Source »
▬▬▬▬▬▬

BASICS OF PRODUCED WATER
MANAGEMENT
Water Production in Onshore Oil and Gas Operations
in Texas
In
the oil and gas industry, standard water management operations include handling large volumes of water, both
fresh water and brine water [2]. Drilling operations
(onshore Texas) for the most part employ water-based
drill fluids for well construction. In addition well
completions including fracturing operations use very
large amounts of water, some of which may be fresh water
when injected downhole, but are mixed with formation
fluids when flowing back to the surface. Finally,
production operations use produced brine to enhance
petroleum production and maintain reservoir pressure.
Different well operations require different water
management strategies to minimize waste and to protect
the environment. Generally water needs and issues can be
grouped into two categories, drilling and completion
including stimulation (fracturing) operations and
production operations. These are discussed in the
following sections.
Water Produced During
Drilling Operations
Drill fluids are
specially formulated materials containing chemicals,
solids, and rheological control agents designed to drill
through rock matrices and return drill cuttings to the
surface for discharge. Drilling fluid companies have
specialists whose job it is to manage drill waste in E&P
operations and under most conditions, excess water
production has not been an issue at the well site.
High performance drilling fluids, materials that are
designed for low damage, high temperature, maximum
wellbore stability etc, are so costly that most service
companies return the used fluid back to the service
facility where it is reconstituted and used again.
Typically only about 2% of the volume of drilling fluids
is lost or discharged in drill cuttings waste.
More and more frequently oil and gas operators find that
environmental issues are one of the key factors to
consider when preserving the environment in an area
without disrupting the lives of nearby communities. New
technology is being developed to allow fluid handling
systems to be designed as a zero-discharge operation.
Many of these techniques have been developed for the
offshore industry [3].
The main byproducts from drilling operations are
re-injected. However, some practices recover water from
drilling operations in ways that allow waste disposal in
an environmentally sound way. Waste recycling,
bio-treatment, and temporary offsite treatment and
disposal are the options in a waste-management strategy.
In Venezuela’s Orinoco Basin it was reported [4] that
during 5 years of operation, a total of approximately
41.5×104 m3 (greater than 100 MM lbs per year) of
exploration and production (E&P) waste were handled and
disposed of successfully without harm to the
environment.

▬▬▬▬▬▬

Direction A »
Using the passage on produced water management, decide whether each statement agrees with it. Answer yes or no for each, and quote the deciding words of the passage.
(i) Usually only about 2% of the volume of drilling fluids is lost or discharged in drill cuttings waste.
(ii) Most service companies discard high performance drilling fluids after a single use.
(iii) Many zero-discharge techniques were developed for the offshore industry.
Direction B »
In the records, rewrite the part that opens with the line containing "Where can you find the window" and closes with the line containing "point(173, 491)". Replace "Marked at" with "Located at" and leave everything else unchanged.

Data supplied »

▬▬▬▬▬▬

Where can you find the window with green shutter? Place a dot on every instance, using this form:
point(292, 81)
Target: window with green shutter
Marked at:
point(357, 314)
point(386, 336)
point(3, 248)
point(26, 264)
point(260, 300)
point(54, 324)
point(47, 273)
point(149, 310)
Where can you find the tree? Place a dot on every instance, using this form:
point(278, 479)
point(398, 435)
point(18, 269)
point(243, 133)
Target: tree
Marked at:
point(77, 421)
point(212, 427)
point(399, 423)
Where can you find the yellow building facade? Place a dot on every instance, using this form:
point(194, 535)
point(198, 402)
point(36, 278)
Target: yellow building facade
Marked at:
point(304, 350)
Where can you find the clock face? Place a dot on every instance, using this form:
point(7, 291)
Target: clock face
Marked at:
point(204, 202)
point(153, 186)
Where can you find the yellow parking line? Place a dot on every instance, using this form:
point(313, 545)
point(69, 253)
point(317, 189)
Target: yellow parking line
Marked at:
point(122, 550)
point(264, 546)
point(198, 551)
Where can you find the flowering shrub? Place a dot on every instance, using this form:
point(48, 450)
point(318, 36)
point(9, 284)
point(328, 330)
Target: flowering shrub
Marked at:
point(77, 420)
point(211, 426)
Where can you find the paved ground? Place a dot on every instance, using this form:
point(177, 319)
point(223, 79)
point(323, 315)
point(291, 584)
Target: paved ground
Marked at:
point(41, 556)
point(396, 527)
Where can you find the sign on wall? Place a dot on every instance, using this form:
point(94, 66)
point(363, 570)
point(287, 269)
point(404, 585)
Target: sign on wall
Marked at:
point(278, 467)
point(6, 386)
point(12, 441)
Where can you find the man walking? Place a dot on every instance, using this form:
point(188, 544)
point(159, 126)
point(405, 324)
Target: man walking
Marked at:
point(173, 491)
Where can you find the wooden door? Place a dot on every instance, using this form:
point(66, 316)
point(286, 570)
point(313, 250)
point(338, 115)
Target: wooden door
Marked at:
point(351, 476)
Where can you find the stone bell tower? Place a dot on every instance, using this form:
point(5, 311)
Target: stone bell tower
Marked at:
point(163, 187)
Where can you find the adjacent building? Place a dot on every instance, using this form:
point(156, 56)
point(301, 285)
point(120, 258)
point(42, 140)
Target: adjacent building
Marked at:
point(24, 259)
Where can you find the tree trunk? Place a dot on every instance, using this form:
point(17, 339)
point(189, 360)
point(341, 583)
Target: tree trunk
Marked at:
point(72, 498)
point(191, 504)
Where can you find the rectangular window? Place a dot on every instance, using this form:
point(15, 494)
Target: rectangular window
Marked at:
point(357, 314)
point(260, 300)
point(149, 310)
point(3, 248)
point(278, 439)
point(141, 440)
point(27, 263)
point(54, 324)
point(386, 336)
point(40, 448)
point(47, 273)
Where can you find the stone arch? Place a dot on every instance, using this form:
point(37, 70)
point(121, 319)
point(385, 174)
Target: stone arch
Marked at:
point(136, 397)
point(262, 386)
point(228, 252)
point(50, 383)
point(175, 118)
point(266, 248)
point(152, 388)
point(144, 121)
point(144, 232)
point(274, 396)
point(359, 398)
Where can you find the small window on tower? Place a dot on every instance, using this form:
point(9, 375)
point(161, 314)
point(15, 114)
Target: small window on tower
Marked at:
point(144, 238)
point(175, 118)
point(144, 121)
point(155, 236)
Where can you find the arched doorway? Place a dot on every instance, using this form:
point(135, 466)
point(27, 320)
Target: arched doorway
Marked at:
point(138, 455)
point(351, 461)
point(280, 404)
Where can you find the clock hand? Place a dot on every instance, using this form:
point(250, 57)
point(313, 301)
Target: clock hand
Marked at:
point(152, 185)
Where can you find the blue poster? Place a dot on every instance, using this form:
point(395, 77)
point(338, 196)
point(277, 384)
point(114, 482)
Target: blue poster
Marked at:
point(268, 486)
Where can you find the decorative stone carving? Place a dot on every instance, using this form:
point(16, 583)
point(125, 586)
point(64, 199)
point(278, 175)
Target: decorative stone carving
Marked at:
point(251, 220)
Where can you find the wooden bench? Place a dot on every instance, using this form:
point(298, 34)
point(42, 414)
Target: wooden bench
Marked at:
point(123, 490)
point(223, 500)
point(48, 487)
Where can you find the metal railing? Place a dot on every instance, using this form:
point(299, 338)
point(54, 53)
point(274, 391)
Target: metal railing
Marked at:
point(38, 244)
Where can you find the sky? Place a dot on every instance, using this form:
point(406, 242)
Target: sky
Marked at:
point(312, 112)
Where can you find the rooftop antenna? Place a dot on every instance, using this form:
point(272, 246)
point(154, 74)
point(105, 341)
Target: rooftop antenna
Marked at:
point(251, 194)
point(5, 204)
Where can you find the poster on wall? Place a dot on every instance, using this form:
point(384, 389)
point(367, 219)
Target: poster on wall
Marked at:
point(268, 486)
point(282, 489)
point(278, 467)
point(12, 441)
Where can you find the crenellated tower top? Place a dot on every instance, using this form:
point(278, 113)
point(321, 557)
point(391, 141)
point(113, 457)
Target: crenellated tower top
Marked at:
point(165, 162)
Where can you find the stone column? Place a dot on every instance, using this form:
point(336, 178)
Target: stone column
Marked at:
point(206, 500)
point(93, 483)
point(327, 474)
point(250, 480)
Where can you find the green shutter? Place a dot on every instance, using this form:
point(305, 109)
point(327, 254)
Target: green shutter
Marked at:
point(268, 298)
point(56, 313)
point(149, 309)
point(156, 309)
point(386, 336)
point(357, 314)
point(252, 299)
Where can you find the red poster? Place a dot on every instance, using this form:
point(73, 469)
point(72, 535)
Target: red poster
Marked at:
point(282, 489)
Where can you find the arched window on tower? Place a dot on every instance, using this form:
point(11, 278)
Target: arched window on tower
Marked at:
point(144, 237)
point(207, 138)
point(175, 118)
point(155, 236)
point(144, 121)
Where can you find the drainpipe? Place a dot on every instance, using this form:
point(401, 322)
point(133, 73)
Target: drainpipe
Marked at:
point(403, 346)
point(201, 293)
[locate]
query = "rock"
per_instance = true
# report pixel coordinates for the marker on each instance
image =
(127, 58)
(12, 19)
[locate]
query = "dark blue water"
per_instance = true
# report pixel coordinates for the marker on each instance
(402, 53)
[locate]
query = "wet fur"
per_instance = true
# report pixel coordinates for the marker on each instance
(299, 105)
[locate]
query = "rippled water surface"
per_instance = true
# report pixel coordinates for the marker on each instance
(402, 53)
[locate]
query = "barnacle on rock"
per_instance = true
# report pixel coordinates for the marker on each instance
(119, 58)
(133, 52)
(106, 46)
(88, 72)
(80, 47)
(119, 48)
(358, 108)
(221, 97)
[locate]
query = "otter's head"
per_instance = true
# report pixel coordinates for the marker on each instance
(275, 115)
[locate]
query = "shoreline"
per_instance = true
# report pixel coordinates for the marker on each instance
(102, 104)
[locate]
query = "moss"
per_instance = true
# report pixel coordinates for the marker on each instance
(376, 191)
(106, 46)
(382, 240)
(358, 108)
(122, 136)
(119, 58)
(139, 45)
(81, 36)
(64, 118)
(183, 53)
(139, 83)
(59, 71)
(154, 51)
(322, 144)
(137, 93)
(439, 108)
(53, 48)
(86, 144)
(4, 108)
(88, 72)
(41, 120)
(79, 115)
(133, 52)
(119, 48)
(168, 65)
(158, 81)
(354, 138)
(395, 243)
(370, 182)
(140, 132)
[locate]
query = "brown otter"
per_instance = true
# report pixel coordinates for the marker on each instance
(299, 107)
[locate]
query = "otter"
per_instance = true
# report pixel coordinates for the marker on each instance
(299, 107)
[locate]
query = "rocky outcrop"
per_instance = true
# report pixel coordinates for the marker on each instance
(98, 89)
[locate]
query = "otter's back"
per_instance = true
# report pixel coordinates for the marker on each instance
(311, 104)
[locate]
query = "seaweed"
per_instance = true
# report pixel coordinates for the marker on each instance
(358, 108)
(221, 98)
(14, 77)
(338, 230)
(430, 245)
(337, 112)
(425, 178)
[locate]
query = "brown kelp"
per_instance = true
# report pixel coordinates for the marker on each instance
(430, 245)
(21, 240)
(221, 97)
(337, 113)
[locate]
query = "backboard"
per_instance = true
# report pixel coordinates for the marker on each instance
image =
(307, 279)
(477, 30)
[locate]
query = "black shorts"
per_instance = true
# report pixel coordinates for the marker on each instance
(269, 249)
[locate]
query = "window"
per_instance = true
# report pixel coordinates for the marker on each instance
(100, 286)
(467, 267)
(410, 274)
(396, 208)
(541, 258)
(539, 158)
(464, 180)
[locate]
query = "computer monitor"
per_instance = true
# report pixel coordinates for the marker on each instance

▬▬▬▬▬▬

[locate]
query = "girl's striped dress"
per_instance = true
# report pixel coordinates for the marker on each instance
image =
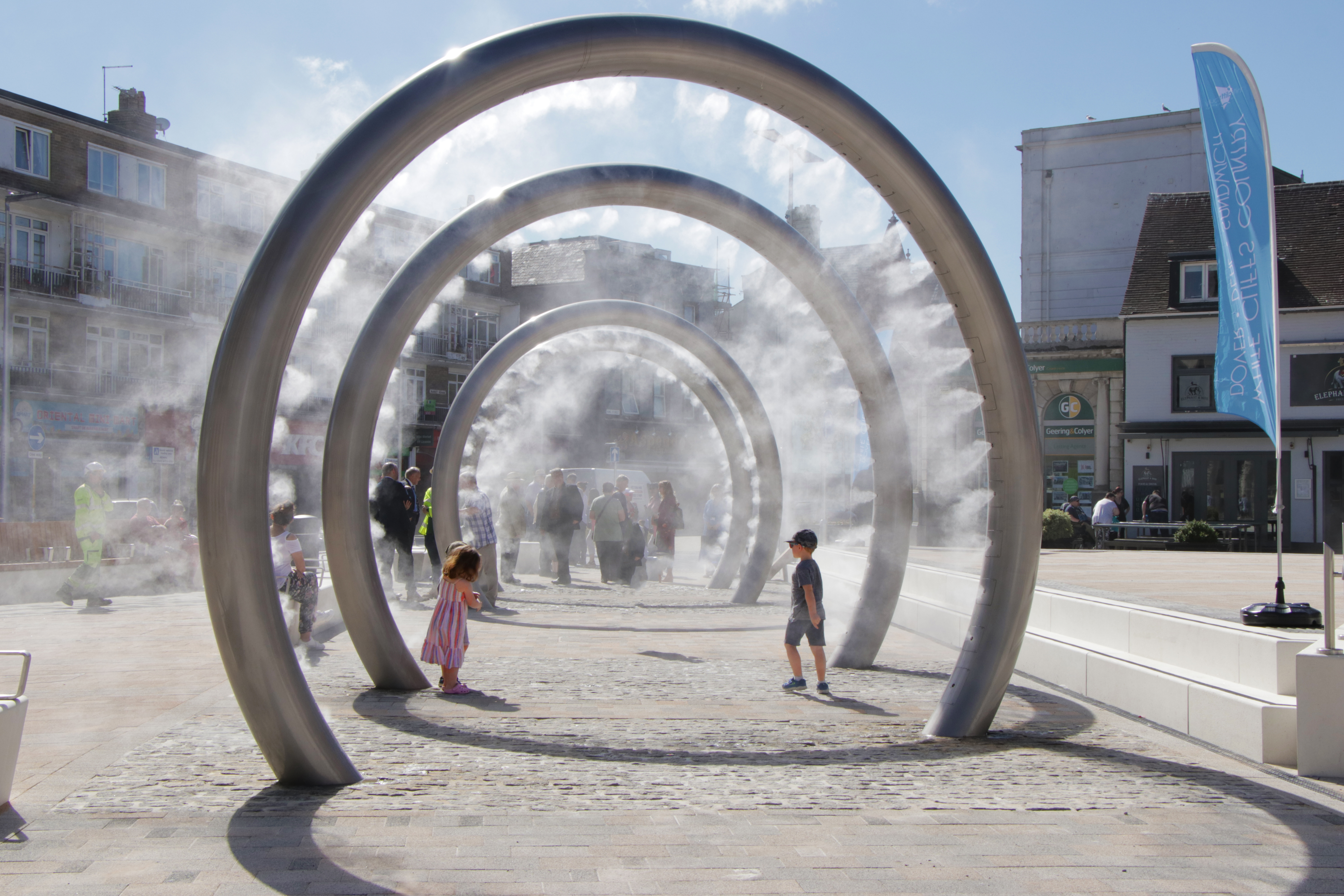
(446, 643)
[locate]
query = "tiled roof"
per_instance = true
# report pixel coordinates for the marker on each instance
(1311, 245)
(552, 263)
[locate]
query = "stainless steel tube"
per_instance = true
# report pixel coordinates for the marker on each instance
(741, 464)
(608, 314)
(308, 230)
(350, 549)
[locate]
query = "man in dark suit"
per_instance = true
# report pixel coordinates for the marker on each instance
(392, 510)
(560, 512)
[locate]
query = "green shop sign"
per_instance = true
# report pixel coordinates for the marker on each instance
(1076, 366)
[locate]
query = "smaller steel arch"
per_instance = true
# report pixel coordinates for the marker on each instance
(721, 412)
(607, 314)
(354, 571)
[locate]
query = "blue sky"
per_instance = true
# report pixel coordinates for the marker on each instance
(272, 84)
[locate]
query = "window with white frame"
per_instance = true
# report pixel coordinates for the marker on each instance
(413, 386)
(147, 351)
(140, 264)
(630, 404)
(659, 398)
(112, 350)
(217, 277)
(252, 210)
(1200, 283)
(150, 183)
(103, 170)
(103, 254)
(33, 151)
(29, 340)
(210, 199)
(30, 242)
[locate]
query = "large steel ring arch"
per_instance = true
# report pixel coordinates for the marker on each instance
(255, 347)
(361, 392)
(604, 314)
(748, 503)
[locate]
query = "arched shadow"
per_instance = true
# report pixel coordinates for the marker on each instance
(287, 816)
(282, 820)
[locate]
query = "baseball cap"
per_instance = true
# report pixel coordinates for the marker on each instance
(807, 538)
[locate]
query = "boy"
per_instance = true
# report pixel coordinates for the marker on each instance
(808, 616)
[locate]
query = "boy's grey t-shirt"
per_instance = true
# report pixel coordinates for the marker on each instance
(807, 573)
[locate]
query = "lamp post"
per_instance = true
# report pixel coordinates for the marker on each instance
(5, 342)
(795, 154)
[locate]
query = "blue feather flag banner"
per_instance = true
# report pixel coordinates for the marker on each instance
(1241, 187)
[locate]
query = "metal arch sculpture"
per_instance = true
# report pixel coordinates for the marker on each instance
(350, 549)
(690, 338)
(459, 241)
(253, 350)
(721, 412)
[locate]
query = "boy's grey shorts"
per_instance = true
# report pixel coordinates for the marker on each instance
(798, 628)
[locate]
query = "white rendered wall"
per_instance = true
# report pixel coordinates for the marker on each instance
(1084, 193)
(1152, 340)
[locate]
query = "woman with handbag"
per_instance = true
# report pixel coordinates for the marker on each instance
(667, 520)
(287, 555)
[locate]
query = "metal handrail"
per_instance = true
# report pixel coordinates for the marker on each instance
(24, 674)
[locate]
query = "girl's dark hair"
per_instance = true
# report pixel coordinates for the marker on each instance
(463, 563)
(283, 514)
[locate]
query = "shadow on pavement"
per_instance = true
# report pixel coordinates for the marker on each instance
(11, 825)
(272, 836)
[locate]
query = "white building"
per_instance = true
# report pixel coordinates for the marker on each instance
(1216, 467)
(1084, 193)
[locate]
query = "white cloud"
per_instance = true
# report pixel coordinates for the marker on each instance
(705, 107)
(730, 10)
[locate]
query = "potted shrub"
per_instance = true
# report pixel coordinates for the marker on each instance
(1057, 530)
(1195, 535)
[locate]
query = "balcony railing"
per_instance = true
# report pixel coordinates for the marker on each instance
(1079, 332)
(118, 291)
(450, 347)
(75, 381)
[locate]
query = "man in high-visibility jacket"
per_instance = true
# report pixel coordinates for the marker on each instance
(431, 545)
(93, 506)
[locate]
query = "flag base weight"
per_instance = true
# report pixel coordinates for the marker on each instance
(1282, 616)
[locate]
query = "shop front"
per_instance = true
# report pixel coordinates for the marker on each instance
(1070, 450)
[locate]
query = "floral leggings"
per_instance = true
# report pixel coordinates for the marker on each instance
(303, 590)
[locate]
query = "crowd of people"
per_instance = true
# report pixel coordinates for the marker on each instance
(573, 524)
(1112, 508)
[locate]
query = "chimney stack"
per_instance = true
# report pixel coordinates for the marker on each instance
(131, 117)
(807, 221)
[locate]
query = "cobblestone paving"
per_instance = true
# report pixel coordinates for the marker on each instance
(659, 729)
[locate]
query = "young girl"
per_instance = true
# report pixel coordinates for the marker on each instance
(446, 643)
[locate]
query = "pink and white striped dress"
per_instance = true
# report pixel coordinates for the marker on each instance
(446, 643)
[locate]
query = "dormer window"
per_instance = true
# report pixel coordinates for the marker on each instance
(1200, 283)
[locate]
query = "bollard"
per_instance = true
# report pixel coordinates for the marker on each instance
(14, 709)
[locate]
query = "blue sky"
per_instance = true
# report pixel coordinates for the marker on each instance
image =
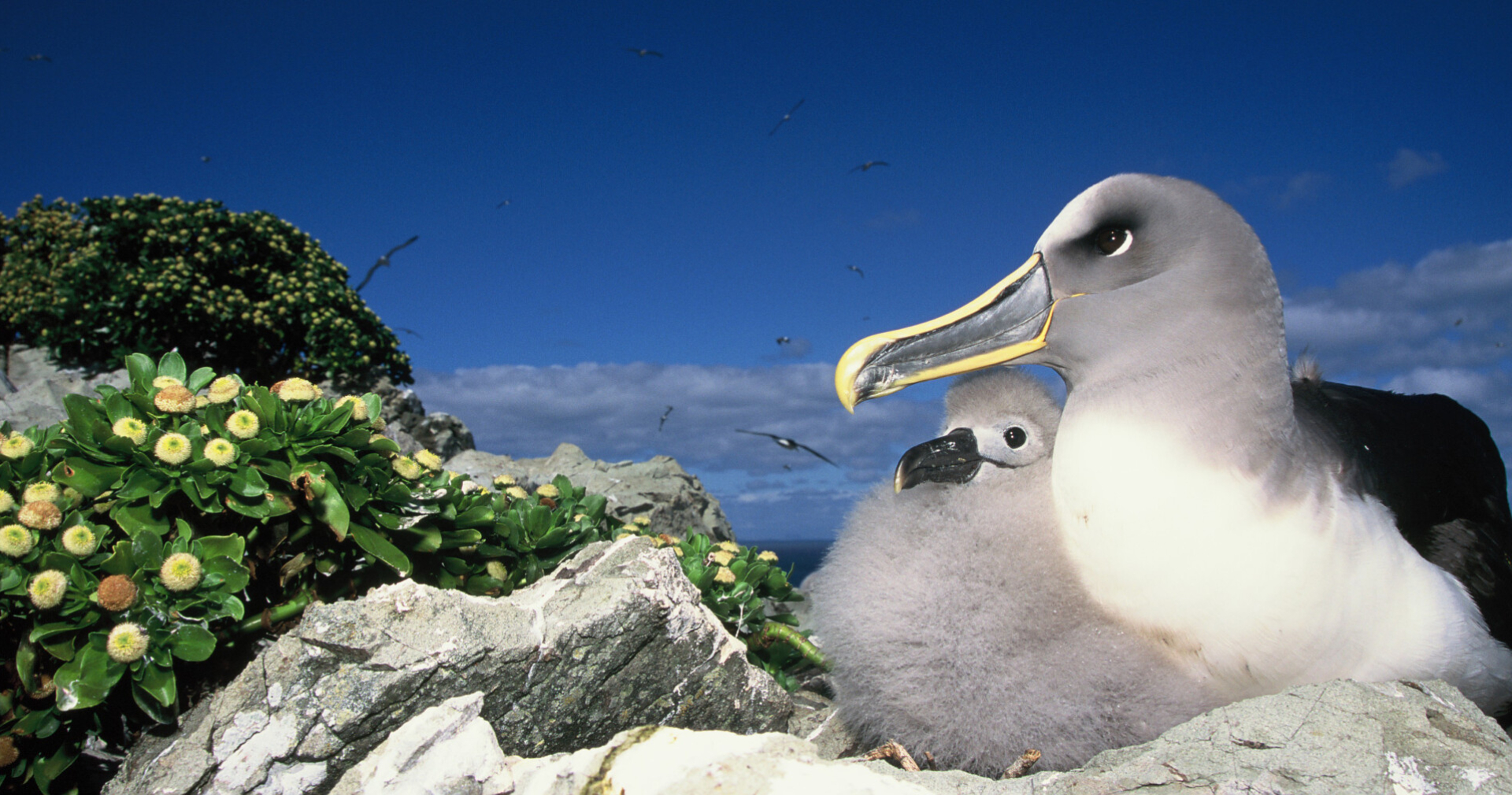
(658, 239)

▬▬▬▬▬▬

Reply A »
(i) Yes: "Typically only about 2% of the volume of drilling fluids is lost or discharged in drill cuttings waste."
(ii) No: "most service companies return the used fluid back to the service facility where it is reconstituted and used again."
(iii) Yes: "Many of these techniques have been developed for the offshore industry"

Reply B »
Where can you find the window with green shutter? Place a dot on every instance, using this form:
point(292, 81)
Target: window with green shutter
Located at:
point(357, 314)
point(386, 336)
point(3, 248)
point(26, 264)
point(260, 300)
point(54, 324)
point(47, 273)
point(149, 310)
Where can you find the tree? Place a dot on every instance, using this form:
point(278, 479)
point(398, 435)
point(18, 269)
point(243, 133)
Target: tree
Located at:
point(77, 421)
point(212, 427)
point(399, 423)
Where can you find the yellow building facade? Place a dot on every instance, using this form:
point(194, 535)
point(198, 402)
point(36, 278)
Target: yellow building facade
Located at:
point(304, 350)
Where can you find the clock face? Place a dot on every instance, using this form:
point(7, 291)
Target: clock face
Located at:
point(204, 202)
point(153, 186)
Where can you find the yellow parking line? Place a dot on every instance, using this form:
point(313, 545)
point(69, 253)
point(317, 189)
Target: yellow parking line
Located at:
point(122, 550)
point(264, 546)
point(198, 551)
Where can you find the flowering shrub? Place a dot on every instance, using this form:
point(48, 450)
point(318, 36)
point(9, 284)
point(328, 330)
Target: flowering shrub
Located at:
point(77, 420)
point(211, 426)
Where can you find the paved ground? Place a dot on every instance, using this form:
point(177, 319)
point(223, 79)
point(323, 315)
point(291, 584)
Target: paved ground
Located at:
point(41, 556)
point(396, 527)
Where can you find the sign on wall? Place a dot on every instance, using this form:
point(94, 66)
point(363, 570)
point(287, 269)
point(404, 585)
Target: sign on wall
Located at:
point(278, 467)
point(6, 386)
point(12, 441)
Where can you find the man walking? Place a dot on every instance, using this form:
point(188, 544)
point(159, 126)
point(405, 324)
Target: man walking
Located at:
point(173, 491)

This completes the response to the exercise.